> **TASK INSTRUCTIONS**:
Rewrite the span from the line containing "[Batch spec] Target class: exercise" through the line containing "[[299, 180, 702, 645]]", both included, as a JSON list of strings with one string per line and blank lines omitted.

[Entries taken from a collection]
==========
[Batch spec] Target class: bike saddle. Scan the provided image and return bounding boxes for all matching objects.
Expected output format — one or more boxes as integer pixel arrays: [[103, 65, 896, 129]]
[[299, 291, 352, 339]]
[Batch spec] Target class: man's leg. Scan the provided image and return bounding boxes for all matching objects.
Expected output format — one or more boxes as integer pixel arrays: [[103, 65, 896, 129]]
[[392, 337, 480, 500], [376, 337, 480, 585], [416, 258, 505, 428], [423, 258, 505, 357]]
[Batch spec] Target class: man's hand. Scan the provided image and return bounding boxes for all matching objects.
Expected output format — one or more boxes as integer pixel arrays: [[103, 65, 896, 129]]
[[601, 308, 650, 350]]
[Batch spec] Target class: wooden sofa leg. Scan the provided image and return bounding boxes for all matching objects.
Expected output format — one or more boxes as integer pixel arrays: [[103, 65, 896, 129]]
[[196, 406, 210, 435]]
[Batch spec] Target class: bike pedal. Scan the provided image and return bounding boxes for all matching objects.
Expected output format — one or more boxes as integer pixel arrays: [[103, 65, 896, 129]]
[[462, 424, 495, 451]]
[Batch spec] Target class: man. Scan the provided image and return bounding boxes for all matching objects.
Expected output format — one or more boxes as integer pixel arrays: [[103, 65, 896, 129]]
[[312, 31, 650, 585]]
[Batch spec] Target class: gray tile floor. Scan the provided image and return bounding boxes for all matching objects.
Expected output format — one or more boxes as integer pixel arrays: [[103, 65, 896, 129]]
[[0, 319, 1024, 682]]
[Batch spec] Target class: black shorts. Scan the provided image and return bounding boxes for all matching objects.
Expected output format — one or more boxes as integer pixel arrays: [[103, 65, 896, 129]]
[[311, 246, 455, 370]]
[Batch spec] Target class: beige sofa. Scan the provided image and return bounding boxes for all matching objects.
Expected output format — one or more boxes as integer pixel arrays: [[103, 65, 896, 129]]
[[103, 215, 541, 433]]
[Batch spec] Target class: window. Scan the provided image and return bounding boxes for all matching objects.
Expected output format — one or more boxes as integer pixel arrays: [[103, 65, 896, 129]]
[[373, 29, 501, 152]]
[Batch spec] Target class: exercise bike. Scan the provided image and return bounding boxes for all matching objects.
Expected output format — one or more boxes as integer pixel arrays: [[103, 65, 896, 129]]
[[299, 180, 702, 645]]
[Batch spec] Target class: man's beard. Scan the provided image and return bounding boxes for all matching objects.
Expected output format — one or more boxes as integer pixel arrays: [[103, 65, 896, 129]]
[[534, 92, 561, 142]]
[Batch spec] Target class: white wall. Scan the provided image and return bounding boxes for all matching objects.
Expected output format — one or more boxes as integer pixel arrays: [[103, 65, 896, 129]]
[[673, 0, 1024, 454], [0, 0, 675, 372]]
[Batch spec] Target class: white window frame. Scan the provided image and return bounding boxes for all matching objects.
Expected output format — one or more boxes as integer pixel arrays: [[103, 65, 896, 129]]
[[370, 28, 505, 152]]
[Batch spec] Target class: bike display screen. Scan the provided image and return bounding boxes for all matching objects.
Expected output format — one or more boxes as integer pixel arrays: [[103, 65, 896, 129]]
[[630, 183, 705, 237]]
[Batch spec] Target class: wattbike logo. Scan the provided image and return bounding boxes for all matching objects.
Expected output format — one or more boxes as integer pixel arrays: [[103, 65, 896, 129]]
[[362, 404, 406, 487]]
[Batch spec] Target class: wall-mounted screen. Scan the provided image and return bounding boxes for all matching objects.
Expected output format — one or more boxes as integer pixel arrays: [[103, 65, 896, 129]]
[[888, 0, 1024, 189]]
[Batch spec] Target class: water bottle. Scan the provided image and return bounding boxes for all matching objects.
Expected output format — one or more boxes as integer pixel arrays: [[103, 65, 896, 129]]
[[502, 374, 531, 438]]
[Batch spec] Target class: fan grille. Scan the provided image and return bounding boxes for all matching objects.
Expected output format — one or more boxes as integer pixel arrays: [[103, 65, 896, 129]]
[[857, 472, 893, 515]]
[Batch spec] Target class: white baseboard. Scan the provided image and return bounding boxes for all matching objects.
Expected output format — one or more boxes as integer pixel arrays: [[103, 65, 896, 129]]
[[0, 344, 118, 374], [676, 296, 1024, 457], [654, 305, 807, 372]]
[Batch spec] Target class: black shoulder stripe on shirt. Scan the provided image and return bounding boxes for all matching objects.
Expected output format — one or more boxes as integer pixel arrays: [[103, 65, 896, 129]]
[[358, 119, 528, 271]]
==========
> **ANSWER TO THIS EXERCISE**:
[
  "[Batch spec] Target class: exercise bike. Scan the provided image and return bounding boxes for all matching objects.",
  "Expected output format — one or more boxes as integer pixel arrays: [[103, 65, 896, 129]]",
  "[[299, 180, 702, 645]]"
]